(Point annotation dataset records)
· · · · · · ·
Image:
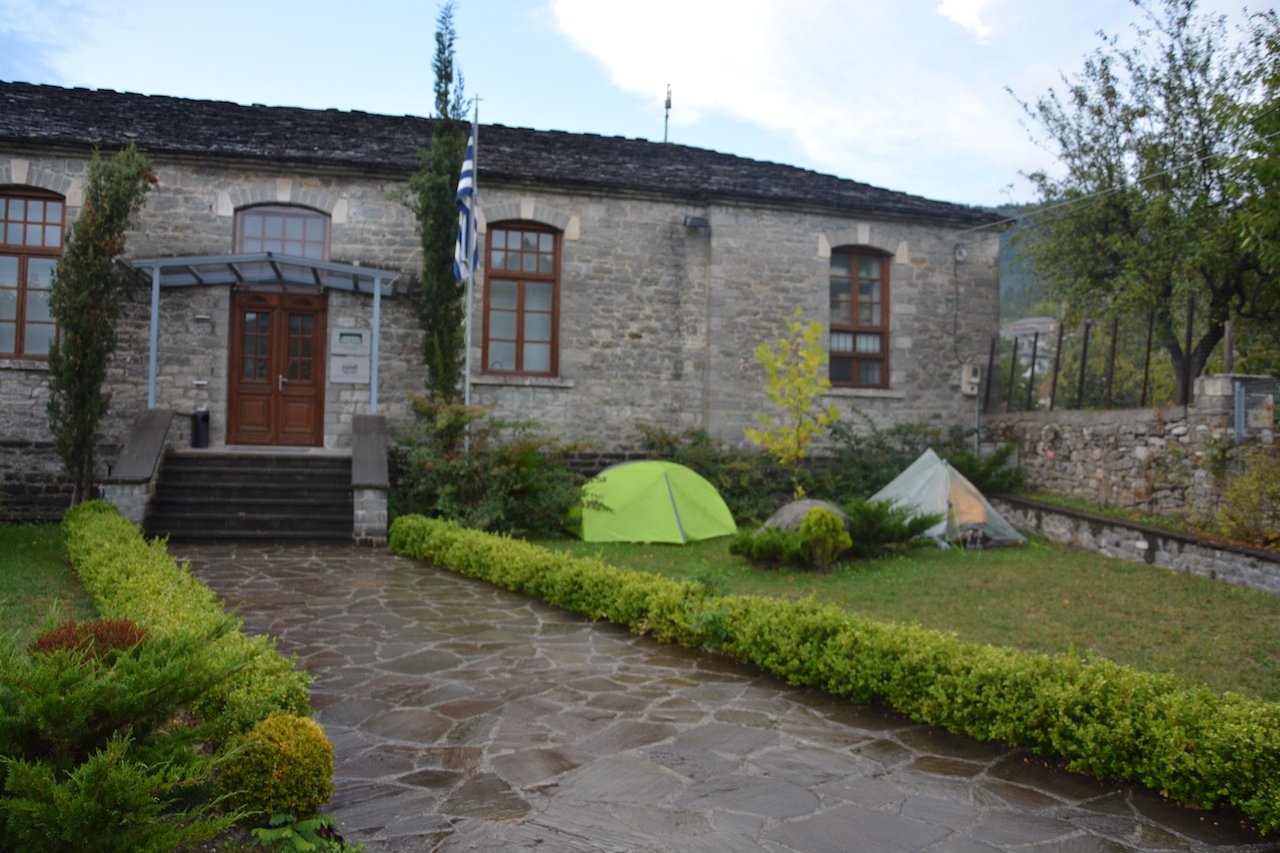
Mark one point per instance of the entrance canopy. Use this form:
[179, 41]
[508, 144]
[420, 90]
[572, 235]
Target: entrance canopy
· · · · · · ·
GOAL → Retype the data above word for word, omitting the pictures.

FINISHED TASK →
Image:
Mark one point per instance of the entrance canopy. Use this form:
[179, 41]
[508, 144]
[420, 90]
[572, 235]
Target: entrance canopy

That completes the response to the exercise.